## [What to produce]
Every line with "light" in it must be copied from the data.
•••••
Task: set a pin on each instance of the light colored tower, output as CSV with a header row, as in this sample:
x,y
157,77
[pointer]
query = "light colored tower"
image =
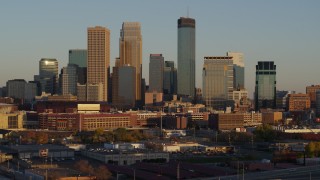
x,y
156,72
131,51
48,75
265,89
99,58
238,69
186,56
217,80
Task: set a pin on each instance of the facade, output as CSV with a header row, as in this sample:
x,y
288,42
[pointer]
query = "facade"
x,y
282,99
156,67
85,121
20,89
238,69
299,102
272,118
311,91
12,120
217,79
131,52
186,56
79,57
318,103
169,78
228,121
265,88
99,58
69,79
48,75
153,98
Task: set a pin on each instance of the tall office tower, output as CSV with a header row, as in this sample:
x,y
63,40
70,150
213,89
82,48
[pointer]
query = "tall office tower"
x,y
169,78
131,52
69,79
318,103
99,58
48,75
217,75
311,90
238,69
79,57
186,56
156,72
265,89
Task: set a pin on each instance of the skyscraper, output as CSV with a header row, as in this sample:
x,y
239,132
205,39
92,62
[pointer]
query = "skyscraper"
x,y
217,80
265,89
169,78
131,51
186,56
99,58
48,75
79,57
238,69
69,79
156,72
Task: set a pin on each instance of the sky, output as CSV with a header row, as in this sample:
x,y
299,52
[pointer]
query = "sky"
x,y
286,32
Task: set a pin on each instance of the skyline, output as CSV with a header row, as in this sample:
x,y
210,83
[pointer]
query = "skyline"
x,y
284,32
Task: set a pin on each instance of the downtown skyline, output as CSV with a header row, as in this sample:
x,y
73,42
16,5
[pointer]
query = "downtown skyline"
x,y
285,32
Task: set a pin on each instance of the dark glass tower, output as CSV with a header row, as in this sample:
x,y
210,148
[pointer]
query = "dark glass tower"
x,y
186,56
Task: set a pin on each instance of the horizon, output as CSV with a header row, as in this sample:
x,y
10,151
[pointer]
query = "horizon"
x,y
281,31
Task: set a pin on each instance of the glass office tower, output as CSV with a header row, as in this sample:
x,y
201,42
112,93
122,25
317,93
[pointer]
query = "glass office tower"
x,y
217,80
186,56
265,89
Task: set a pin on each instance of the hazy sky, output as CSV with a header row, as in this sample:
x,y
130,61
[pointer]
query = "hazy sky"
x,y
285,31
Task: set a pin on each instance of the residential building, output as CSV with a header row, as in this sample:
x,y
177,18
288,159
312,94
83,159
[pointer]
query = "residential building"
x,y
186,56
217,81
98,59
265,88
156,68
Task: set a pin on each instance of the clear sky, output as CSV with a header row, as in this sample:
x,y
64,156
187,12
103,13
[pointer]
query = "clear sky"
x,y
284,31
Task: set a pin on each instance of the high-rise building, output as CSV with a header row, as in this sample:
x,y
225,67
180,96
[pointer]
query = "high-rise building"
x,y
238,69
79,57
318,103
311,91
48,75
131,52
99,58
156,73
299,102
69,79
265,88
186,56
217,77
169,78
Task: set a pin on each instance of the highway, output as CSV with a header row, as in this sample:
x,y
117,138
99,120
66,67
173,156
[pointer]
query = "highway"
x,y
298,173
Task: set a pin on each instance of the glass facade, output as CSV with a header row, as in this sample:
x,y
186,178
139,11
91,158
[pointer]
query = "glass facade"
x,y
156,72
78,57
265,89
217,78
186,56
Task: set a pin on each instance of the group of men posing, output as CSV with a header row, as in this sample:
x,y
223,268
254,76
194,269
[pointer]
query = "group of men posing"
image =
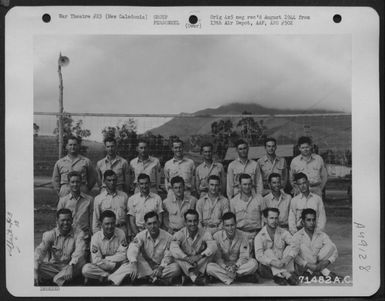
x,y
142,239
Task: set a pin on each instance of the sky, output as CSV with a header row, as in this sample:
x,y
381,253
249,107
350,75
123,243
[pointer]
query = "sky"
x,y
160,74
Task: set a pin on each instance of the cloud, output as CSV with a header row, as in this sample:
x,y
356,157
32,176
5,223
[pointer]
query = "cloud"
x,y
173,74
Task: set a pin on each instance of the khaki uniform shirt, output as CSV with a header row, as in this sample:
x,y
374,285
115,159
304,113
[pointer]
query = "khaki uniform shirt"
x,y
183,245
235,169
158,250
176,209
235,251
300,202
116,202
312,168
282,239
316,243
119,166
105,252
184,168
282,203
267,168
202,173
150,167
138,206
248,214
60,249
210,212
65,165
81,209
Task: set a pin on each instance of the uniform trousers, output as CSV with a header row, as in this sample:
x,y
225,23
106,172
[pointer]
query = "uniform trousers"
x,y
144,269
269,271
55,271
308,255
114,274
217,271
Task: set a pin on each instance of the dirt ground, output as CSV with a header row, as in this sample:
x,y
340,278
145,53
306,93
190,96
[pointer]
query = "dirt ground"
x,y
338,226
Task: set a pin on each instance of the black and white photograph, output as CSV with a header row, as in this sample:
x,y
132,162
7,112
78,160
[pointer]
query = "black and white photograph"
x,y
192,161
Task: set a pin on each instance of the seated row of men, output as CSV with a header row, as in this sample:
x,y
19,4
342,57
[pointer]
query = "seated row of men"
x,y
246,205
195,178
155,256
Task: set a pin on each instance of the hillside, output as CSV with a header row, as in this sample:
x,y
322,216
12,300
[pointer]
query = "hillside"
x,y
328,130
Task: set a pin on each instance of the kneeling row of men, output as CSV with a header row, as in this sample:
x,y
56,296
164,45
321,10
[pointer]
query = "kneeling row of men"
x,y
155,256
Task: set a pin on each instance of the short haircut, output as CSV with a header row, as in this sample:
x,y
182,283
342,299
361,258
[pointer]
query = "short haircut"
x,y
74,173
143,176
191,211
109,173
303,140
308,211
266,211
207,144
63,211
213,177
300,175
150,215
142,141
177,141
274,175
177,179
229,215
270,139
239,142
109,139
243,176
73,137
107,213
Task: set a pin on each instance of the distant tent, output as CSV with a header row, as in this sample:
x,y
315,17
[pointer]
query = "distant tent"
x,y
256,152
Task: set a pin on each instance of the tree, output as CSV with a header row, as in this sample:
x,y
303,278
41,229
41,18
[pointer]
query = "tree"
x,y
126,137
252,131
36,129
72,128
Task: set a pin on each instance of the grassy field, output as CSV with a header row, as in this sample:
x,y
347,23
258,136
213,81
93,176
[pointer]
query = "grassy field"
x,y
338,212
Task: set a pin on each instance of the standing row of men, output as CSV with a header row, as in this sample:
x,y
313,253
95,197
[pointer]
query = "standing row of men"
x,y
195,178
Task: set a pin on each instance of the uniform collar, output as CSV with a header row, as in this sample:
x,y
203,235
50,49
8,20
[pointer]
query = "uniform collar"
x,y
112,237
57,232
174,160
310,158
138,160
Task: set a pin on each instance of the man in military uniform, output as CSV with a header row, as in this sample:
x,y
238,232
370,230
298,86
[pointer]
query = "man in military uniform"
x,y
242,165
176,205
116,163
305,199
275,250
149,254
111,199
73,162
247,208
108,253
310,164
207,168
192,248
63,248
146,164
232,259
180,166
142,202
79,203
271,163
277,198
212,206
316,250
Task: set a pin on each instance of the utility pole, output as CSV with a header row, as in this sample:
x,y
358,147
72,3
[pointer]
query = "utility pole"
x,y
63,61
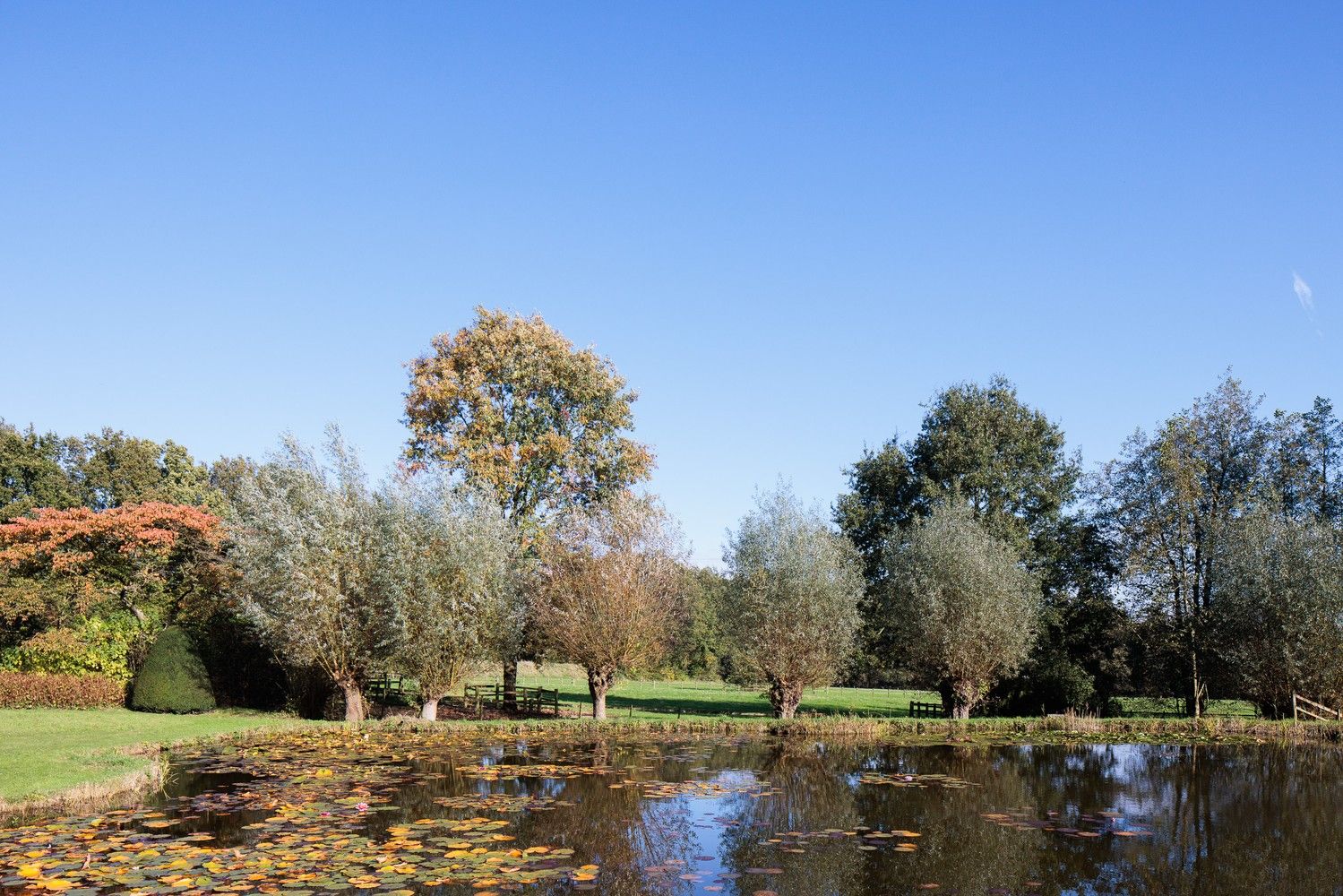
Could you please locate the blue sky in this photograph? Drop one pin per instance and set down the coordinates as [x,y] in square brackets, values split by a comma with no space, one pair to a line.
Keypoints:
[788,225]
•••••
## [Task result]
Task: set a pin on each instance of the light colored tower, output as CSV with a header row, as in this sample:
query = "light colored tower"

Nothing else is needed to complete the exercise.